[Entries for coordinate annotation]
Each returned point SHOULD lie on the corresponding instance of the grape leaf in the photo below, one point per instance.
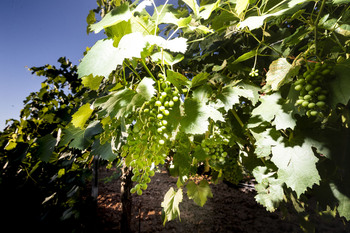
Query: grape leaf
(92, 82)
(241, 6)
(278, 74)
(271, 108)
(340, 86)
(104, 150)
(264, 141)
(344, 202)
(118, 14)
(46, 146)
(269, 189)
(177, 79)
(81, 116)
(199, 79)
(206, 10)
(197, 115)
(193, 5)
(80, 138)
(116, 104)
(296, 166)
(199, 193)
(170, 205)
(341, 1)
(255, 22)
(100, 60)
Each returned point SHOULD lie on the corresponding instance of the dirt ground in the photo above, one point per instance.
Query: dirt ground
(231, 209)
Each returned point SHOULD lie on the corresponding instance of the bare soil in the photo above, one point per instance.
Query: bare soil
(231, 209)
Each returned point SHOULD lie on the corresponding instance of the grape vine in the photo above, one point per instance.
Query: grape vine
(244, 88)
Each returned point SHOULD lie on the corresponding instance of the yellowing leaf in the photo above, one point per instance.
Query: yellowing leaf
(241, 5)
(170, 205)
(81, 116)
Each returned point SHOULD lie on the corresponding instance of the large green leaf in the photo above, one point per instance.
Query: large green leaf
(340, 86)
(193, 5)
(46, 146)
(92, 82)
(269, 189)
(80, 138)
(278, 74)
(104, 150)
(177, 79)
(264, 141)
(296, 166)
(288, 7)
(100, 60)
(115, 104)
(241, 6)
(82, 115)
(344, 202)
(170, 204)
(271, 109)
(199, 193)
(197, 114)
(118, 14)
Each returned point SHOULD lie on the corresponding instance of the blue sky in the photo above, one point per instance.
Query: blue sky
(35, 33)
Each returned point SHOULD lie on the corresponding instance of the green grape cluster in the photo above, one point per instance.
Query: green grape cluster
(312, 87)
(148, 140)
(222, 156)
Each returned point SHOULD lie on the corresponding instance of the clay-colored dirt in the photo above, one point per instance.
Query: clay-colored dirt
(230, 210)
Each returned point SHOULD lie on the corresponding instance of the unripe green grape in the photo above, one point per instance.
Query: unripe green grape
(299, 81)
(318, 89)
(308, 87)
(307, 97)
(314, 82)
(158, 103)
(298, 87)
(133, 178)
(309, 78)
(299, 102)
(313, 113)
(320, 104)
(305, 103)
(166, 112)
(325, 72)
(311, 105)
(321, 97)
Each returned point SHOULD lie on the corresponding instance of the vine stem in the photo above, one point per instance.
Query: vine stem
(147, 70)
(316, 23)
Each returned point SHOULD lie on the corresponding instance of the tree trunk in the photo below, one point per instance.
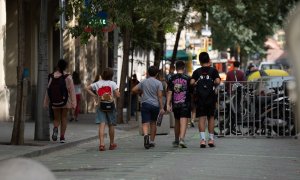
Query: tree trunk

[Task directions]
Present every line of the items above as a numbered list, skipping blank lines and leaving the pictures out.

[Response to this exercise]
1. Each returned point SHOULD lie on the corresponding instance of the grape leaf in the photo below, one point per instance.
2. Query: grape leaf
3. (92, 82)
4. (241, 6)
5. (278, 74)
6. (271, 108)
7. (340, 86)
8. (104, 150)
9. (264, 141)
10. (344, 202)
11. (118, 14)
12. (46, 146)
13. (269, 189)
14. (177, 79)
15. (81, 116)
16. (199, 79)
17. (206, 10)
18. (197, 115)
19. (193, 5)
20. (80, 138)
21. (116, 104)
22. (296, 166)
23. (199, 193)
24. (170, 205)
25. (341, 1)
26. (255, 22)
27. (100, 60)
28. Each returned point SHOULD lie on the corresponding instance of the dirt ground in the photo above, one point per instance.
29. Query: dirt ground
30. (231, 209)
31. Each returned point SHOULD lie on the corresponding instance of the bare soil in the photo above, one point per instance.
32. Query: bare soil
33. (231, 209)
34. Each returned point SHOULD lie on the corresponding instance of the grape vine in the photo above, one point per instance.
35. Query: grape vine
36. (244, 88)
37. Each returned point SHOULD lie on the corresponding instance of the yellowing leaf in the photo above, one point per instance.
38. Query: yellowing leaf
39. (241, 5)
40. (170, 205)
41. (81, 116)
42. Each returned point SHOULD lie on the corresponding instance of the large green leaf in the photo above, one point per instance.
43. Query: large green leaf
44. (340, 86)
45. (193, 5)
46. (46, 146)
47. (92, 82)
48. (269, 189)
49. (80, 138)
50. (278, 74)
51. (104, 150)
52. (177, 79)
53. (264, 141)
54. (296, 166)
55. (288, 7)
56. (100, 60)
57. (115, 104)
58. (241, 6)
59. (82, 115)
60. (344, 202)
61. (170, 204)
62. (271, 109)
63. (199, 193)
64. (197, 114)
65. (118, 14)
66. Each returned point SHOULD lie on the corresponding instance of the blue sky in the photo above, one point per instance.
67. Query: blue sky
68. (35, 33)
69. Each returned point SHOULD lie on the corresponding instance of the green grape cluster in the photo above, one point per instance.
70. Query: green grape cluster
71. (312, 87)
72. (148, 140)
73. (222, 156)
74. Each returned point SHOULD lie on the corresponding instance of the clay-colored dirt in the photo above, one point per instance.
75. Query: clay-colored dirt
76. (230, 210)
77. Each returned point SHOULD lie on the corresponding instance of the unripe green grape in the photo above, one point per instance.
78. Query: unripe green grape
79. (299, 81)
80. (318, 89)
81. (308, 87)
82. (307, 97)
83. (314, 82)
84. (158, 103)
85. (298, 87)
86. (133, 178)
87. (309, 78)
88. (299, 102)
89. (313, 113)
90. (320, 104)
91. (305, 103)
92. (166, 112)
93. (325, 72)
94. (311, 105)
95. (321, 97)
96. Each returned point SHOULD lie on the corresponding instance of the vine stem in the photo above, one point per instance.
97. Query: vine stem
98. (147, 70)
99. (316, 23)
100. Each returned point SHOULD lie on the corresponding instance of the tree trunk in the photo below, one point per instance.
101. Query: tree trunk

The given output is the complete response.